> [The problem] Rewrite the lines of the records starting with the line that contains "the white fur" and going on through the line that contains "[1040, 525]", changing "dry grass" to "withered grass" and leaving everything else as it is.

Object point labels

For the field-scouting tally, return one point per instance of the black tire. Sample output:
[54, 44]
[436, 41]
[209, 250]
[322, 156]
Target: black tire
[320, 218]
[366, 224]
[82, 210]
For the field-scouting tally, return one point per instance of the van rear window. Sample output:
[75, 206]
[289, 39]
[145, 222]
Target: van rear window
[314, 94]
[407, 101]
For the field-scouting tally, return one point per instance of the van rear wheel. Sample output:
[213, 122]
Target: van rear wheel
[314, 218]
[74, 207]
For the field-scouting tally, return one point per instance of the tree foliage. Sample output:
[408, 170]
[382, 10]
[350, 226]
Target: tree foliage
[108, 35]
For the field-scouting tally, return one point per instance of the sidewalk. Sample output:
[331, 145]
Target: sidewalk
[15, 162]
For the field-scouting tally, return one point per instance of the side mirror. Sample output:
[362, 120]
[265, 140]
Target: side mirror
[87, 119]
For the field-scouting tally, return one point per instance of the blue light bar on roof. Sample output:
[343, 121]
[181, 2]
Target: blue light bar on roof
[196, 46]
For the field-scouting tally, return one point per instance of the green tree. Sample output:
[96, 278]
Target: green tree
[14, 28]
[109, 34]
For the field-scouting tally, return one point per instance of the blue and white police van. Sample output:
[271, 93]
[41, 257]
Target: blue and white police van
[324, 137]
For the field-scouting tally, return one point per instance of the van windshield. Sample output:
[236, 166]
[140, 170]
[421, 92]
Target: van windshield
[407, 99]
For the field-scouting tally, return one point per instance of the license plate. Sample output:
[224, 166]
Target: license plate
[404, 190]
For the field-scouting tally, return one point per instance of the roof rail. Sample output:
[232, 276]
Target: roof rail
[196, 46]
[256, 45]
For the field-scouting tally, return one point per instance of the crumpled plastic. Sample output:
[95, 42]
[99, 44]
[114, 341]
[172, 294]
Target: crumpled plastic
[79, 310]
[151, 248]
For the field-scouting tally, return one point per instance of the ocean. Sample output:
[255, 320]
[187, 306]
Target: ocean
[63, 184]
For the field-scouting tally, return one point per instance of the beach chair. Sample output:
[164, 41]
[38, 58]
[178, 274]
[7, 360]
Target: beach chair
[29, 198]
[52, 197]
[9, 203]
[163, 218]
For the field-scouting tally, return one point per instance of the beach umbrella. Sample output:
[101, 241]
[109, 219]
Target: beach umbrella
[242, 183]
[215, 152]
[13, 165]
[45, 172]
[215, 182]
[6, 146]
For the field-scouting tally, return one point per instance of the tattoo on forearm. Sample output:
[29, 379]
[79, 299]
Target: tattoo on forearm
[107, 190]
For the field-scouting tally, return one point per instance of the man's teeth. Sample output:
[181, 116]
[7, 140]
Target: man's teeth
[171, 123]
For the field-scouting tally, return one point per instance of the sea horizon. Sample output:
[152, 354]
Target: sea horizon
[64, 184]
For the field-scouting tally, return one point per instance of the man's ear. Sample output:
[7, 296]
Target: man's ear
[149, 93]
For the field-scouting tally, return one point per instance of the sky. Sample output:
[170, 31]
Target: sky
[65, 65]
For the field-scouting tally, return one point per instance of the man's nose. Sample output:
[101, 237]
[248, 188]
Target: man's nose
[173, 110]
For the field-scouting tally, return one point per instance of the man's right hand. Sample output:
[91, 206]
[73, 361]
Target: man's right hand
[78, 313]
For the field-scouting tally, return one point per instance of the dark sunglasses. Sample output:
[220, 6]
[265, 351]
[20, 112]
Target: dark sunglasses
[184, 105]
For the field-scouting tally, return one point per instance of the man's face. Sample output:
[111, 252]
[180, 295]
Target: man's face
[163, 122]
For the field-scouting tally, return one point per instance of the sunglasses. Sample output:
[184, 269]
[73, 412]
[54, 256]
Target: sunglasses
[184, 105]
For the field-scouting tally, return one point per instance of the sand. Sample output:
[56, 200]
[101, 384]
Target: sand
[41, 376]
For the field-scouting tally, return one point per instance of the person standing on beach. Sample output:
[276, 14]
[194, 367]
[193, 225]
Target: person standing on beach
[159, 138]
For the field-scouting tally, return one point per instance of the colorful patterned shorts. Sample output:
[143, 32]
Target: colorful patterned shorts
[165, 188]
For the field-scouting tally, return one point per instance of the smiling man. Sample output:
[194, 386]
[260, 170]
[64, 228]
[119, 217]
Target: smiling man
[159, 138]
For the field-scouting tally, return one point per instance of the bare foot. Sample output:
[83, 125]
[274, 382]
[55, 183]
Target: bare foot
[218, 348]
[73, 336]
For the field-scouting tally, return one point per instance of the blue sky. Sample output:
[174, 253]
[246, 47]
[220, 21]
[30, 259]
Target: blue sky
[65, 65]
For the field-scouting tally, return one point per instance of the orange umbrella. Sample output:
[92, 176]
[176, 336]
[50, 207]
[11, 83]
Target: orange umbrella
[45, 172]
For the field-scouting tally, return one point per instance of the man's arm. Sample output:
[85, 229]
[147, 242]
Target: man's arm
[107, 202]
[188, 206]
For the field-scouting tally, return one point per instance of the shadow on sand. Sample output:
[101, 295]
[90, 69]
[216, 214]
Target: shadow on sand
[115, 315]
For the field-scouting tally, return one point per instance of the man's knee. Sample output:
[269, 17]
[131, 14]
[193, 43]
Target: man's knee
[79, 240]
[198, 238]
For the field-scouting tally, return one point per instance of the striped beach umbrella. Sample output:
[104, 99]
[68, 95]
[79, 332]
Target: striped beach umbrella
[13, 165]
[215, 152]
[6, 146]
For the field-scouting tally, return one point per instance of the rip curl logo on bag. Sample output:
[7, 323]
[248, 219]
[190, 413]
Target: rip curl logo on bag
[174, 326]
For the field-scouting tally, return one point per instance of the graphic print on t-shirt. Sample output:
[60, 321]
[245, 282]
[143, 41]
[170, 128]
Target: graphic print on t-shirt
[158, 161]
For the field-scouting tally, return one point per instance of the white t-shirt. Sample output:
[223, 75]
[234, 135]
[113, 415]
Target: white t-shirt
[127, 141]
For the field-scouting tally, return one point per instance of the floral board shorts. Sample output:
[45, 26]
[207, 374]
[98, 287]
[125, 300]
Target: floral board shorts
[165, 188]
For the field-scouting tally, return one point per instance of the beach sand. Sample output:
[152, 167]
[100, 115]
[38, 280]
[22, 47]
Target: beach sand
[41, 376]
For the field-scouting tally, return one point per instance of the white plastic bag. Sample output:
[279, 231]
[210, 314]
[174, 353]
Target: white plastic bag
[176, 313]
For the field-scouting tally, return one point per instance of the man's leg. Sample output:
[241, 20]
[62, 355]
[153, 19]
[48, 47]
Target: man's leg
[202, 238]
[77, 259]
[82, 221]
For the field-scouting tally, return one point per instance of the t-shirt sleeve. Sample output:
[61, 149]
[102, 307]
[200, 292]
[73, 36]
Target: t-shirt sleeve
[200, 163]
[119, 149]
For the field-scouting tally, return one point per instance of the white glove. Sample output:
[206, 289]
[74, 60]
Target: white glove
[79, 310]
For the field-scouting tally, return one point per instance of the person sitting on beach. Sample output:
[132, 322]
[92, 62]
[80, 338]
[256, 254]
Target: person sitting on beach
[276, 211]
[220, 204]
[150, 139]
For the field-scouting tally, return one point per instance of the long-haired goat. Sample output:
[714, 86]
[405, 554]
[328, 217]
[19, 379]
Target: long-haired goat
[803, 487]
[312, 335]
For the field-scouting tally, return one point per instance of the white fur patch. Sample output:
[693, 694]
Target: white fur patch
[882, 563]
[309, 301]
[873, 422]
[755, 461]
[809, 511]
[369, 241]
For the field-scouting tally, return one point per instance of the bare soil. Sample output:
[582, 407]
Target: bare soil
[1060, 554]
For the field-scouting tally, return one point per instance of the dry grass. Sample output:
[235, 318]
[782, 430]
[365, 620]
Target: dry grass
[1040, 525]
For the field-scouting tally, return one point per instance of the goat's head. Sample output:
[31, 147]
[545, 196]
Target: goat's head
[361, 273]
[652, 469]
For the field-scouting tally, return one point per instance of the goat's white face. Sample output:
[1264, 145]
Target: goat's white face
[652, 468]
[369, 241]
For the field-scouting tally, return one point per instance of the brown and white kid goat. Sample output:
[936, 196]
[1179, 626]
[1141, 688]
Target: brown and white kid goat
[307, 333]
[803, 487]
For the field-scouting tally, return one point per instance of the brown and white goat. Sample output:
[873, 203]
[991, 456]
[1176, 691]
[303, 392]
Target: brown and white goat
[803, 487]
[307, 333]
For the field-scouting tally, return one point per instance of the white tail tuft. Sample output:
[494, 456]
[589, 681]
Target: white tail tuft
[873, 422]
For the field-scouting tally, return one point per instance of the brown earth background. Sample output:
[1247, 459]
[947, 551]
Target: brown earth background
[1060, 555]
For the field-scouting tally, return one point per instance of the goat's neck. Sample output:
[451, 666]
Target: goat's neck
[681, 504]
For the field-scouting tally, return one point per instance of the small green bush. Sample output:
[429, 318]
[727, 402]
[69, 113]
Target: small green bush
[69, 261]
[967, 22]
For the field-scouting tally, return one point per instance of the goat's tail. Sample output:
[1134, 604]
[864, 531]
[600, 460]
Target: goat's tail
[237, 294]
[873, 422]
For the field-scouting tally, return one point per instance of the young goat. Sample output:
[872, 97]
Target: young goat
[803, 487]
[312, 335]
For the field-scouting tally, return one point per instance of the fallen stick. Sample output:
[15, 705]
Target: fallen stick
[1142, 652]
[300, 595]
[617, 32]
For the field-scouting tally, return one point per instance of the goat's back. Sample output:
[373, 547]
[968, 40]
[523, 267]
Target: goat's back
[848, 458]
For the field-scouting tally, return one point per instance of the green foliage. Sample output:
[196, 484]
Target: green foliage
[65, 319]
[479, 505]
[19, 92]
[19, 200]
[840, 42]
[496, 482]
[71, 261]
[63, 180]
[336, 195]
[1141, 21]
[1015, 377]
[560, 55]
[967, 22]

> [Exercise answer]
For the field-scouting tally, return one point per instance of the white fur patch. Sample output:
[693, 694]
Target: white fur patch
[882, 563]
[309, 301]
[873, 422]
[755, 461]
[809, 511]
[369, 241]
For the field-scouting tally, return one point per instance of the bare soil. Sample output:
[582, 407]
Target: bare soil
[1060, 554]
For the field-scouting tally, return one point per instance of the withered grass. Sample output:
[235, 318]
[782, 430]
[365, 620]
Target: withered grass
[1040, 525]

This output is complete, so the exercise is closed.